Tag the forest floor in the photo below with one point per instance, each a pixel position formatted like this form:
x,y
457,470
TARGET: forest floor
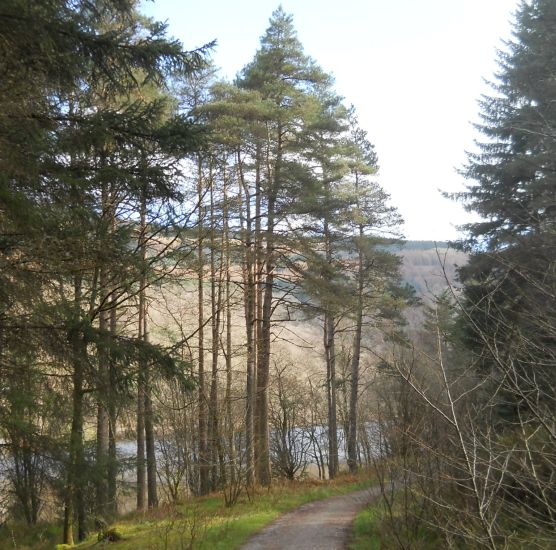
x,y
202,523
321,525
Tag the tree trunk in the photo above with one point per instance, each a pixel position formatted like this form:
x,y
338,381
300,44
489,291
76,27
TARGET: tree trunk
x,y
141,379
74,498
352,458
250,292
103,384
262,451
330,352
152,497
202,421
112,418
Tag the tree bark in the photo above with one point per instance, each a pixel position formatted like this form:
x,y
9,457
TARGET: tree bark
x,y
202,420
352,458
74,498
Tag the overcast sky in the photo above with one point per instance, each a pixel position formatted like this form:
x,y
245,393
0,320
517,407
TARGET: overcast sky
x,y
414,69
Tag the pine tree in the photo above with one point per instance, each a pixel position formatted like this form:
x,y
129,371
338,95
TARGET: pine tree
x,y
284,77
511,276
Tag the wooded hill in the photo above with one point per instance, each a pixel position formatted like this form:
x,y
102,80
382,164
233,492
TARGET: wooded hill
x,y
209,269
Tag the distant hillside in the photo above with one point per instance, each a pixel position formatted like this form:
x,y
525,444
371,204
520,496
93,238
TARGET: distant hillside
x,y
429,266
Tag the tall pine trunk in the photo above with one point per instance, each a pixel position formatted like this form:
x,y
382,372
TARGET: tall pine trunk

☆ ☆ ☆ ☆ ☆

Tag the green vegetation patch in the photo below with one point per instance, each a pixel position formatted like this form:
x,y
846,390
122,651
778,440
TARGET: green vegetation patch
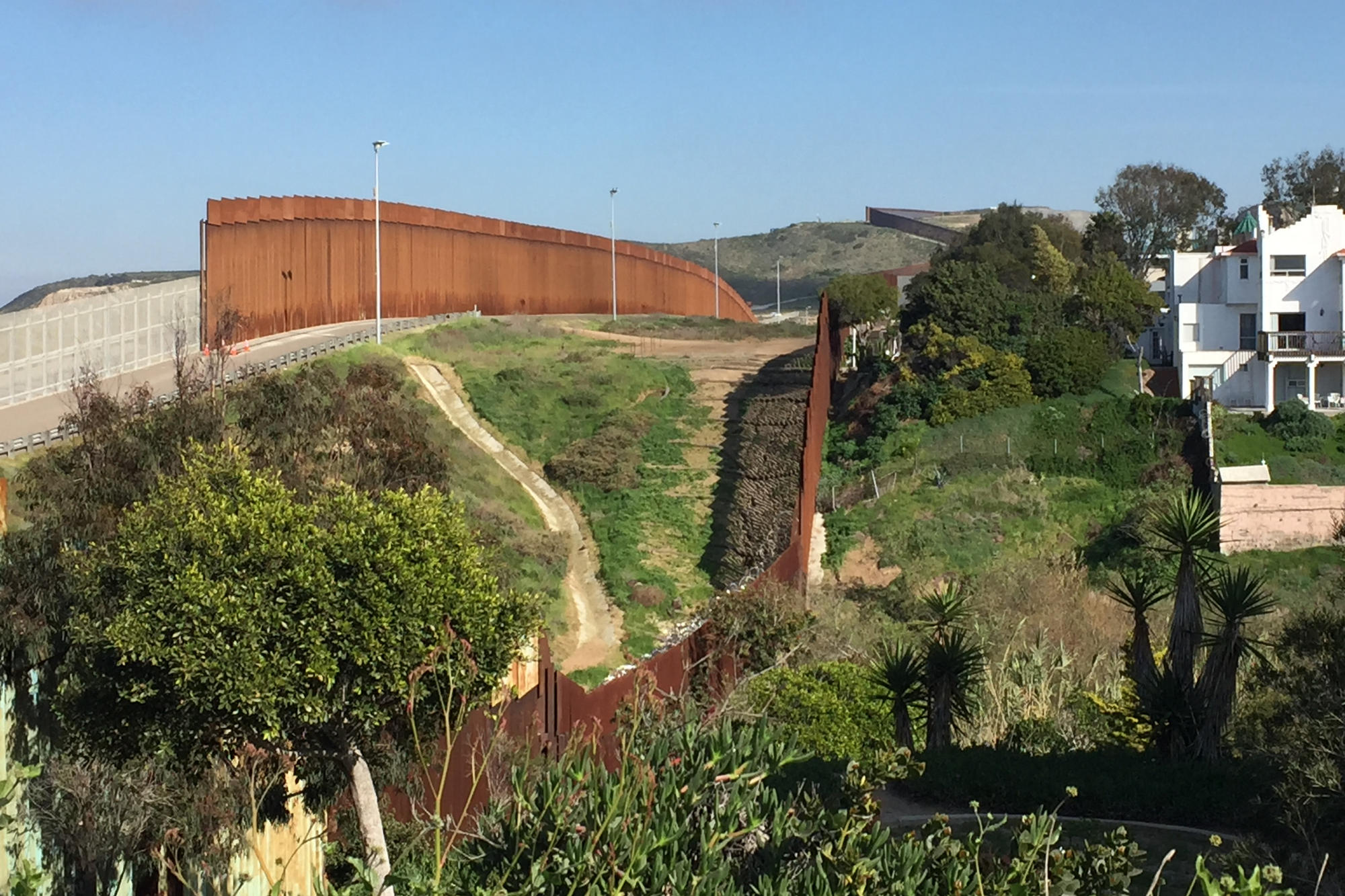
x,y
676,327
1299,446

☆ ☆ ☆ ☆ ☆

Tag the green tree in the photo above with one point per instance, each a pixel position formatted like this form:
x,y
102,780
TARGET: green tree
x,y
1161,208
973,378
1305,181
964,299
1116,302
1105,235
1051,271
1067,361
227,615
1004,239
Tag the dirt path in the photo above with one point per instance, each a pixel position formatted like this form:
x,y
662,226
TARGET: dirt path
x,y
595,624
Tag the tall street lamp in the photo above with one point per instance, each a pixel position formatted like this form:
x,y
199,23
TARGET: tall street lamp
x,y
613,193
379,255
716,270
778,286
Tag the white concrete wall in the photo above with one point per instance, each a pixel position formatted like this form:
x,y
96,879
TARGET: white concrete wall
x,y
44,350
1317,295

☆ ☆ ☆ ☆ ☆

Work instructions :: Can you copy out verbatim the records from the line containing "Tag the overcast" through the line containing "TARGET: tall pine trunk", including both of those lines?

Solution to the problem ::
Tag the overcast sky in the photo above with one point per instance, each a pixel position formatted like this form:
x,y
245,393
0,320
517,407
TARGET: overcast sky
x,y
414,69
Tag the pine tree in the photo above with one point per instance, each a pixel position formatted like this form:
x,y
129,371
338,95
TARGET: pine tree
x,y
284,77
511,276
Tag the wooded hill in the photo above with one point per instance, each a pixel position formatted like this form:
x,y
102,80
382,164
233,492
TARGET: wooded hill
x,y
209,269
Tag the distant hillside in the photo above with one point per instance, each a pixel position formatted like this form:
x,y
525,444
371,204
520,496
93,238
TARGET: distant hillside
x,y
429,266
Tag the tall pine trunk in the photo above with one point per instance, each a pixel position formatted like this form:
x,y
382,372
TARGET: tall pine trunk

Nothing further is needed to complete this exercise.